▶ _What you should do_
Revise the material below so that every occurrence of "single pin" reads "single marker", and reproduce all other text unchanged. Leave the pictures out of your answer.

▶ _Task material_
----

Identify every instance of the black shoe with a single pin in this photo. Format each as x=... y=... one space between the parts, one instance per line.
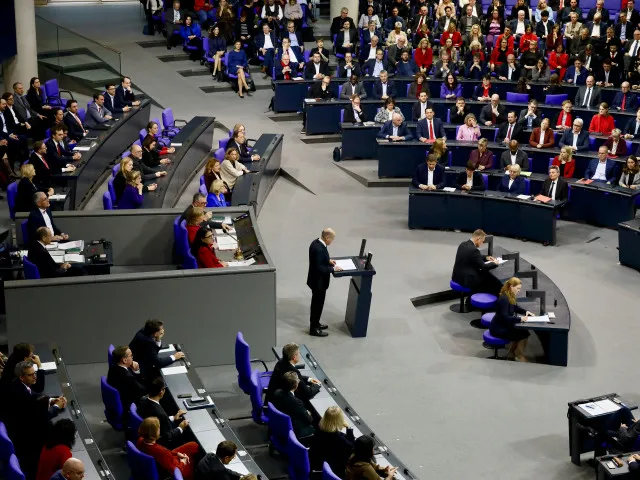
x=316 y=332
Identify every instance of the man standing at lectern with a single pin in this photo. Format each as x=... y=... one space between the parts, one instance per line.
x=320 y=268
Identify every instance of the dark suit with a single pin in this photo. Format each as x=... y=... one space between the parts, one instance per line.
x=391 y=89
x=129 y=387
x=145 y=352
x=562 y=189
x=318 y=278
x=422 y=128
x=478 y=182
x=301 y=419
x=169 y=433
x=387 y=130
x=421 y=176
x=470 y=271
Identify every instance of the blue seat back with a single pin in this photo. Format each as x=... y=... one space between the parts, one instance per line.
x=112 y=404
x=107 y=203
x=279 y=428
x=143 y=466
x=299 y=467
x=31 y=272
x=12 y=193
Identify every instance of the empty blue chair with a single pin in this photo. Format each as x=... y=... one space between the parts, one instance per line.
x=493 y=343
x=556 y=99
x=243 y=364
x=255 y=395
x=299 y=466
x=517 y=97
x=107 y=203
x=464 y=291
x=14 y=472
x=112 y=404
x=279 y=428
x=327 y=473
x=12 y=193
x=31 y=272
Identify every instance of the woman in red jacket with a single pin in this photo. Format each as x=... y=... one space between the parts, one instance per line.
x=203 y=249
x=57 y=448
x=182 y=458
x=602 y=123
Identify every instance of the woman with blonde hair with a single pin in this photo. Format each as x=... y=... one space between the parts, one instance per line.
x=183 y=458
x=329 y=444
x=508 y=314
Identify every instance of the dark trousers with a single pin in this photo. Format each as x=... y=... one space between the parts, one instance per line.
x=317 y=304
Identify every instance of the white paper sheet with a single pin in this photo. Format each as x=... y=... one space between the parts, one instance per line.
x=346 y=264
x=174 y=370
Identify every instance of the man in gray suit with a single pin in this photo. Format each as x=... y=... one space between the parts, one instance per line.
x=588 y=95
x=353 y=87
x=174 y=19
x=97 y=117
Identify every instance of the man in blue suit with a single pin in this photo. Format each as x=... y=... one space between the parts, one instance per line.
x=430 y=128
x=384 y=88
x=429 y=175
x=576 y=138
x=601 y=169
x=395 y=130
x=624 y=100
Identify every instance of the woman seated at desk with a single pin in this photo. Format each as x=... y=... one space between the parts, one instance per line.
x=150 y=156
x=361 y=465
x=120 y=180
x=203 y=249
x=132 y=195
x=26 y=189
x=329 y=444
x=565 y=162
x=183 y=458
x=630 y=177
x=385 y=113
x=602 y=123
x=508 y=314
x=470 y=179
x=216 y=195
x=512 y=182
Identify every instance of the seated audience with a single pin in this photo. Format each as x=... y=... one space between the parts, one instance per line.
x=183 y=458
x=508 y=314
x=57 y=448
x=329 y=444
x=470 y=179
x=285 y=400
x=145 y=346
x=429 y=175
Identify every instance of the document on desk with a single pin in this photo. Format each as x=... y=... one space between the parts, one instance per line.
x=174 y=370
x=346 y=264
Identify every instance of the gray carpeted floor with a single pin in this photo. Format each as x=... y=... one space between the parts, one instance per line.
x=419 y=378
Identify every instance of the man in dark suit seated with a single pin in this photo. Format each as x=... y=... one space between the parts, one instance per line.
x=429 y=175
x=307 y=388
x=42 y=217
x=171 y=427
x=145 y=346
x=601 y=169
x=212 y=466
x=555 y=187
x=27 y=415
x=395 y=130
x=124 y=376
x=471 y=268
x=285 y=400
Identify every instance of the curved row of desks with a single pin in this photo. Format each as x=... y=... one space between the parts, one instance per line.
x=99 y=149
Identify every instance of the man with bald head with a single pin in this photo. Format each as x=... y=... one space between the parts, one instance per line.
x=72 y=469
x=320 y=268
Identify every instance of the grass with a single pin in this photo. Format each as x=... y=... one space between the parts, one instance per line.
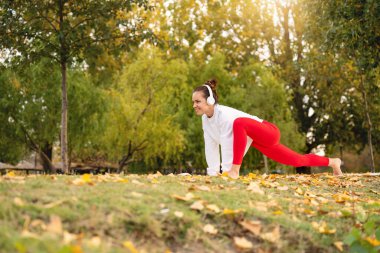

----

▶ _In response_
Identify every instance of the black shoe with a single marker in this photo. Format each as x=... y=... one space between the parts, one instance per line.
x=316 y=332
Identify every instance of the man standing at lectern with a single marker in this photo. Format each as x=... y=... one space between the parts, one instance per line.
x=320 y=268
Identify every instance of the dark suit with a single marker in this photo. Format each as x=... y=... one space between the parts, one instance per line.
x=391 y=89
x=129 y=387
x=145 y=352
x=562 y=189
x=318 y=278
x=422 y=128
x=478 y=182
x=301 y=419
x=169 y=433
x=387 y=130
x=421 y=176
x=470 y=271
Identify every instance of the blue seat back with a single marker in this photo. Format each as x=... y=... one space between the parts, one instance per line.
x=112 y=404
x=107 y=203
x=279 y=428
x=143 y=466
x=299 y=467
x=31 y=272
x=12 y=193
Identify every instance of the empty blue chair with a single marker in this photo. Format each as x=... y=... one space between the parts, one instance per line.
x=493 y=343
x=556 y=99
x=243 y=364
x=255 y=395
x=299 y=466
x=517 y=97
x=107 y=203
x=464 y=291
x=14 y=472
x=112 y=404
x=279 y=428
x=327 y=473
x=12 y=193
x=31 y=272
Identify every instance of the woman in red jacket with a single marker in this photo. Format each as x=... y=... one space between the parts, one instance per line.
x=203 y=249
x=57 y=448
x=182 y=458
x=602 y=123
Identify every instance of the woman with blonde hair with a single marker in this photo. Format each as x=... y=... one space between the parts, one instance per line.
x=183 y=458
x=329 y=444
x=508 y=314
Identify every instance of the dark trousers with a single marker in this photo. Format each as x=... y=... one space between the parts, one instance per line.
x=317 y=304
Identify every instance of the white paper sheet with a single marker in this photo. Format each as x=... y=... one space between the parts, one instance per line.
x=346 y=264
x=174 y=370
Identify every instance of the man in gray suit with a single marker in this photo. Format each as x=... y=... one space between the parts, one instance per line.
x=588 y=95
x=353 y=87
x=174 y=19
x=97 y=117
Identify every instance of the man in blue suit with a single marker in this photo. Format each as x=... y=... one space between the parts, one instance per line.
x=430 y=128
x=384 y=88
x=429 y=175
x=576 y=138
x=601 y=169
x=395 y=130
x=624 y=100
Identify every instance of the woman seated at desk with a single marker in this photo. Format each as x=... y=... one space between the parts, one instance per line.
x=150 y=156
x=361 y=465
x=120 y=180
x=203 y=249
x=132 y=195
x=26 y=189
x=329 y=444
x=565 y=162
x=183 y=458
x=630 y=177
x=385 y=113
x=602 y=123
x=508 y=314
x=470 y=179
x=216 y=195
x=512 y=182
Identify every instance of the seated audience with a single marker in this photo. Format each as x=... y=... one space between the parts, one instance per line.
x=183 y=458
x=508 y=314
x=57 y=448
x=329 y=444
x=470 y=179
x=285 y=400
x=145 y=346
x=429 y=175
Identify every instance of the document on desk with a single marker in this photo. Format each as x=... y=... one space between the parts, one instance per line.
x=174 y=370
x=346 y=264
Identify every instance of the gray carpeted floor with a single marker in this photo. Format each as x=... y=... one space between the parts, one instance per line.
x=419 y=378
Identify every instance of the man in dark suit seated with a single marker in this photo. Format each as x=... y=... one space between the parts, one instance per line.
x=429 y=175
x=307 y=388
x=42 y=217
x=171 y=427
x=145 y=346
x=601 y=169
x=212 y=466
x=555 y=187
x=27 y=415
x=395 y=130
x=124 y=376
x=471 y=268
x=285 y=400
Identify every instance of the curved row of desks with a single marker in this photo. Format each as x=... y=... one space between the parts, one instance per line.
x=99 y=149
Identify every instance of the man with bald head with a single marker in this photo. Format each as x=... y=... one space between the parts, one instance per line.
x=72 y=469
x=320 y=268
Identify every instance of the grass with a single marker in this photo. Format each as x=... y=... one space between the parts, one instance per line.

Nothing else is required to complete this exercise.